*ENTRIES SUPPLIED*:
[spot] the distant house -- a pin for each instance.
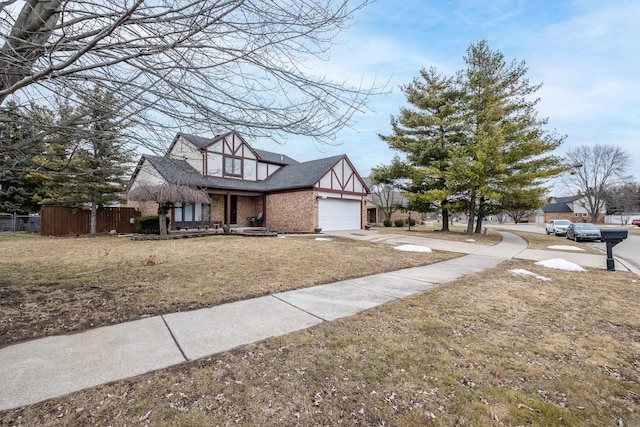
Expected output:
(248, 186)
(570, 207)
(379, 200)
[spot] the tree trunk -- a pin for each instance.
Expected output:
(472, 214)
(480, 216)
(445, 220)
(94, 215)
(162, 218)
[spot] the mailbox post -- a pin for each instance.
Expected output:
(612, 236)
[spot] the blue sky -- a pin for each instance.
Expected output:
(585, 53)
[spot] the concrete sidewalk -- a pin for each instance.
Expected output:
(45, 368)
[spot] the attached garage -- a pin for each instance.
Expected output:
(339, 214)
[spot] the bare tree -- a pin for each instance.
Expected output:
(209, 65)
(593, 169)
(624, 201)
(166, 195)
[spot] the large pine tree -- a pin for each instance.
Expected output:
(427, 134)
(16, 188)
(474, 139)
(86, 164)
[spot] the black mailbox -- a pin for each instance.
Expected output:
(612, 236)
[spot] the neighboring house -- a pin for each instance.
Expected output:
(251, 187)
(379, 200)
(571, 208)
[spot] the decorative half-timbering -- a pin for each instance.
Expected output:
(251, 187)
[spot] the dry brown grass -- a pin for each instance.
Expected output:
(50, 286)
(455, 233)
(492, 349)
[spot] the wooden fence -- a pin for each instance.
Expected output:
(64, 221)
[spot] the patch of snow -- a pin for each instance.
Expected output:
(565, 248)
(560, 264)
(413, 248)
(522, 272)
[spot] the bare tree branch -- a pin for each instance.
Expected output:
(200, 64)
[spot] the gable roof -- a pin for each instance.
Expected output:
(302, 175)
(202, 143)
(556, 208)
(298, 175)
(274, 157)
(567, 199)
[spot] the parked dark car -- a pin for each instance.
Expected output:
(557, 227)
(578, 232)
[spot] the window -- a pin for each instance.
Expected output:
(232, 166)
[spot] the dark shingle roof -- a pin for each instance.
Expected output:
(299, 175)
(268, 156)
(567, 199)
(556, 208)
(198, 141)
(274, 157)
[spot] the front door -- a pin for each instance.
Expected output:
(233, 211)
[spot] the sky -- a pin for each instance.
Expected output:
(585, 53)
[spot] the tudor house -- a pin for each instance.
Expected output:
(250, 187)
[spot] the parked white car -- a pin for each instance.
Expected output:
(558, 227)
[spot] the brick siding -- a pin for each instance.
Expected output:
(295, 212)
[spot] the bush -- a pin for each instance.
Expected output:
(148, 224)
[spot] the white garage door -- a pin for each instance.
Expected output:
(336, 214)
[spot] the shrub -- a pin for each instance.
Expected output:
(148, 224)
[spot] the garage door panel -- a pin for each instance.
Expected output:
(334, 214)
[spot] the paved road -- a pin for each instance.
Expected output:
(627, 250)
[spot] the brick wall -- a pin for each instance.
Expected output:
(217, 207)
(292, 212)
(146, 208)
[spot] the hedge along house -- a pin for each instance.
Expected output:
(251, 187)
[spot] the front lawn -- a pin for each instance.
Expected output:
(50, 286)
(492, 349)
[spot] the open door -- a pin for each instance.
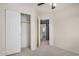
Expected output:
(13, 32)
(38, 32)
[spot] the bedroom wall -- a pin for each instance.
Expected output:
(66, 26)
(23, 8)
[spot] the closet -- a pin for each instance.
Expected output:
(14, 31)
(25, 31)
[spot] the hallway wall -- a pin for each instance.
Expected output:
(25, 8)
(66, 27)
(45, 16)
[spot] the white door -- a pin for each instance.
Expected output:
(38, 29)
(13, 32)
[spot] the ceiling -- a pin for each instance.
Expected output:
(45, 8)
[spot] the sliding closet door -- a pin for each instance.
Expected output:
(13, 35)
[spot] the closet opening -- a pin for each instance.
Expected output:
(25, 31)
(44, 32)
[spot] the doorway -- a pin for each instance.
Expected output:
(44, 31)
(25, 31)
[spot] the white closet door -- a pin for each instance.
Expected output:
(13, 35)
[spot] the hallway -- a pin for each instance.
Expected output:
(45, 50)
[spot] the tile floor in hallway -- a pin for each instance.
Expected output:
(45, 50)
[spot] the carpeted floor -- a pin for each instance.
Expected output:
(45, 50)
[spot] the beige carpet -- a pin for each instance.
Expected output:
(45, 50)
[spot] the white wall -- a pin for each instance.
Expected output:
(25, 31)
(28, 10)
(45, 16)
(66, 27)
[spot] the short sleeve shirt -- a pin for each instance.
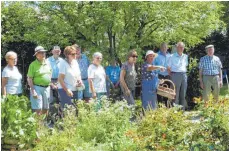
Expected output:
(83, 64)
(113, 72)
(162, 60)
(130, 77)
(98, 76)
(148, 75)
(55, 64)
(71, 74)
(40, 72)
(13, 85)
(178, 63)
(210, 65)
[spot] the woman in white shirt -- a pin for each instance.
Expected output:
(69, 77)
(11, 77)
(97, 78)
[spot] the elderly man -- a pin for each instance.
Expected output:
(177, 68)
(210, 73)
(39, 79)
(84, 63)
(162, 60)
(54, 61)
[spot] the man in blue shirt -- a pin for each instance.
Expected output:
(84, 63)
(210, 74)
(113, 75)
(54, 61)
(177, 68)
(162, 60)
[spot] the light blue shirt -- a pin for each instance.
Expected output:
(162, 60)
(113, 73)
(210, 65)
(55, 64)
(83, 64)
(178, 63)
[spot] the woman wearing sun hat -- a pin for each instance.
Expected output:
(150, 81)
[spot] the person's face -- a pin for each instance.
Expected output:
(78, 53)
(98, 60)
(72, 55)
(133, 58)
(41, 55)
(164, 48)
(180, 49)
(12, 60)
(210, 51)
(56, 52)
(150, 58)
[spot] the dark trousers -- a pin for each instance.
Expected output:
(162, 99)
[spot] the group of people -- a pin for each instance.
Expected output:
(76, 78)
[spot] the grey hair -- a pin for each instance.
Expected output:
(97, 54)
(10, 53)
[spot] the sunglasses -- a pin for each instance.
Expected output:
(134, 56)
(73, 54)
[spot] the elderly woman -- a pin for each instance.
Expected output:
(97, 79)
(69, 77)
(11, 77)
(128, 77)
(39, 79)
(150, 81)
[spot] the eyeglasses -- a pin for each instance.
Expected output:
(99, 58)
(73, 54)
(135, 56)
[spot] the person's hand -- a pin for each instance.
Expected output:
(69, 93)
(220, 84)
(127, 92)
(34, 93)
(161, 81)
(201, 84)
(53, 86)
(94, 95)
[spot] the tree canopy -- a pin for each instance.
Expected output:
(110, 27)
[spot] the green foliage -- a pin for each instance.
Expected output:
(91, 130)
(17, 121)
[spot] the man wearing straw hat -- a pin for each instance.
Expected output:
(210, 73)
(54, 61)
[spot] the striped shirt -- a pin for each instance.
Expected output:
(210, 65)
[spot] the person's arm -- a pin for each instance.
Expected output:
(31, 85)
(221, 78)
(123, 83)
(92, 87)
(152, 67)
(61, 81)
(4, 82)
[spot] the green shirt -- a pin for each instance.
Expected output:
(40, 72)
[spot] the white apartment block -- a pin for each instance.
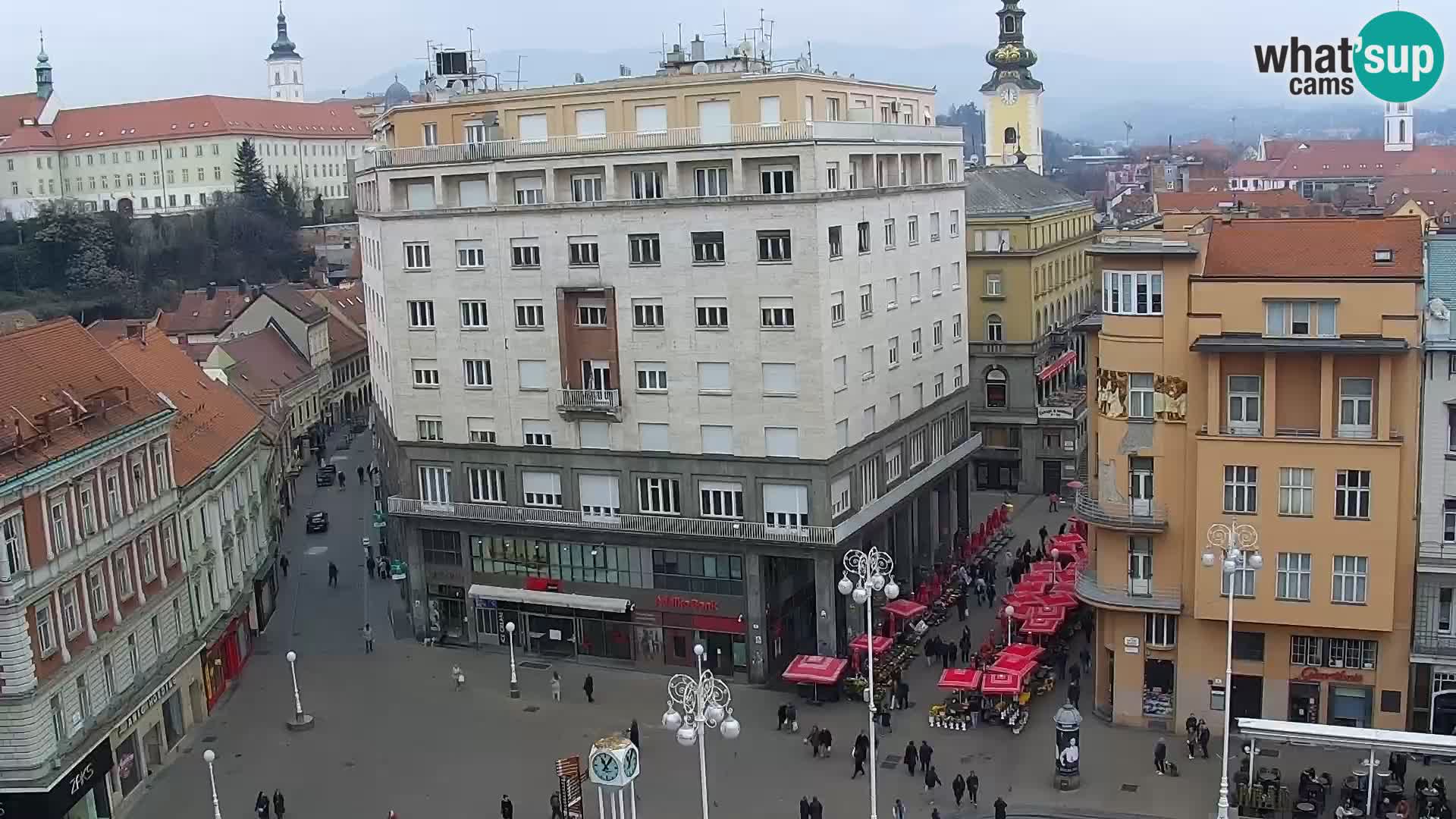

*EXERCISE DETAILS*: Which lines above include "tree"? Show each of them by copying it.

*ANSWER FOR THIS EXERCISE*:
[spot] the tree trunk -- a pin for each instance.
[spot] the bare tree -- a pin for each instance.
[spot] the large pine tree -- a pin for each instance.
[spot] the bare tree branch -- a pin for each instance.
[spot] the tree canopy -- a pin for each instance.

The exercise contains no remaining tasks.